* Required action
The answer is a number and nothing else: the count of lines in these entries containing the word "leaf".
::::::
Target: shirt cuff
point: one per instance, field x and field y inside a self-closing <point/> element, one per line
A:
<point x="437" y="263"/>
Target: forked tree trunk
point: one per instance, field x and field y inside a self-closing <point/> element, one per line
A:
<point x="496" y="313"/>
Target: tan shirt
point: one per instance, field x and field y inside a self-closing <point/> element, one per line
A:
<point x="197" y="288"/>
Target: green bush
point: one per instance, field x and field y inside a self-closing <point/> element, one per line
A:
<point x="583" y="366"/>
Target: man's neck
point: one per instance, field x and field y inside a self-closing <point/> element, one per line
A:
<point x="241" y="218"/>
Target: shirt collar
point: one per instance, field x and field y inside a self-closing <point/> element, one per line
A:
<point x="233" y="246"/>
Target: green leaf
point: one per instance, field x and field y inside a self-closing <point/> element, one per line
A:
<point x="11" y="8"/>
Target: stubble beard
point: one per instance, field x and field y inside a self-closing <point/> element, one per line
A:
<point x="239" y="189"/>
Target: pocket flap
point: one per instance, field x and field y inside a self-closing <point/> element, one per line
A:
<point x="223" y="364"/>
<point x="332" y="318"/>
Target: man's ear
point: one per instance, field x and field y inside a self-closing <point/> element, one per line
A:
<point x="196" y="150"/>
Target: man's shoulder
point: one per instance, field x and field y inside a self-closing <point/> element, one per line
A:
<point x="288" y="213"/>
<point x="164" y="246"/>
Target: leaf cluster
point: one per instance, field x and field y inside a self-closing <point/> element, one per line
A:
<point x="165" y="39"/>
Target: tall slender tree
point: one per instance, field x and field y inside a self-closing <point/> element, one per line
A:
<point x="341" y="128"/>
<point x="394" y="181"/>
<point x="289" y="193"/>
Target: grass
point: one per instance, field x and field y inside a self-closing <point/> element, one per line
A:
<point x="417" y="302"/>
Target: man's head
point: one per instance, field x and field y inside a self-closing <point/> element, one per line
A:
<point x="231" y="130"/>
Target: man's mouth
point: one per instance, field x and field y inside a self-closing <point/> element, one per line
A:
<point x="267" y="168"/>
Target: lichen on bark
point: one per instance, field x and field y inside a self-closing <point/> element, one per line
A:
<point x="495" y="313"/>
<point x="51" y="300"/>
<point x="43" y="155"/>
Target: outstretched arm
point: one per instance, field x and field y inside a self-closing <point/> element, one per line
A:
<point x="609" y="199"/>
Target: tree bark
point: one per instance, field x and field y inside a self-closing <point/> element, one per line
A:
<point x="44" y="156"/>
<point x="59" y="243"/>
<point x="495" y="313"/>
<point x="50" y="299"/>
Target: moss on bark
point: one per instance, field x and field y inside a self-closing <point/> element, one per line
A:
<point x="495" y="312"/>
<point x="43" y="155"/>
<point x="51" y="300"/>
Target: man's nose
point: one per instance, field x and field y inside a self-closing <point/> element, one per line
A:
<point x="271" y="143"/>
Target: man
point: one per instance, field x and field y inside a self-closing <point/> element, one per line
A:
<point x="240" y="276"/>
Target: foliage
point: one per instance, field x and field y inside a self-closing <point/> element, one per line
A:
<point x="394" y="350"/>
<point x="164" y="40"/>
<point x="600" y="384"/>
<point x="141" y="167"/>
::::::
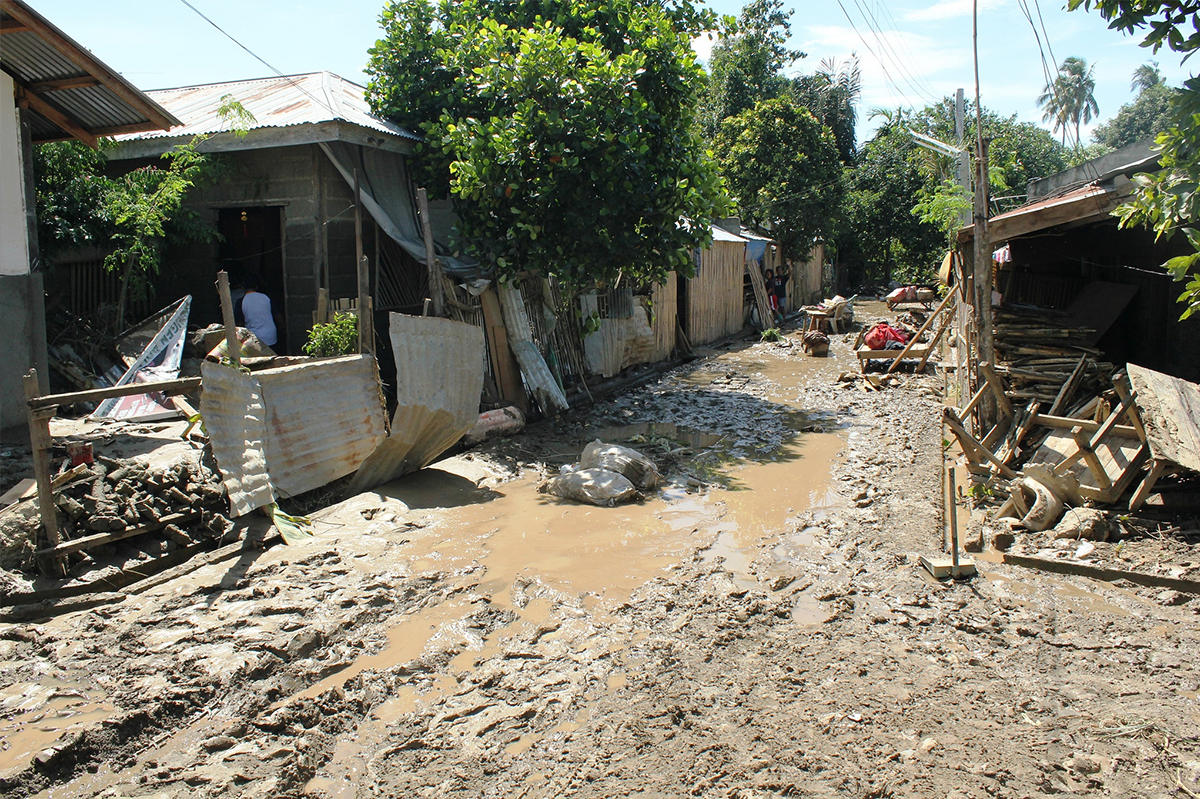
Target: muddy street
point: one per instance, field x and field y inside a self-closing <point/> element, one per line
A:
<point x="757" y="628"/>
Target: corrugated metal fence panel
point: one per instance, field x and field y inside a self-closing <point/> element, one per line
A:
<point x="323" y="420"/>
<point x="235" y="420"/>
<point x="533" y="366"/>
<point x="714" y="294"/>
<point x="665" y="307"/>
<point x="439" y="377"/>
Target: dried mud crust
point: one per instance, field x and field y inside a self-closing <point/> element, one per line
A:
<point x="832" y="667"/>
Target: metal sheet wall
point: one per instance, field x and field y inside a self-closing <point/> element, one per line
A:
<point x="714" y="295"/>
::::::
* Answer below
2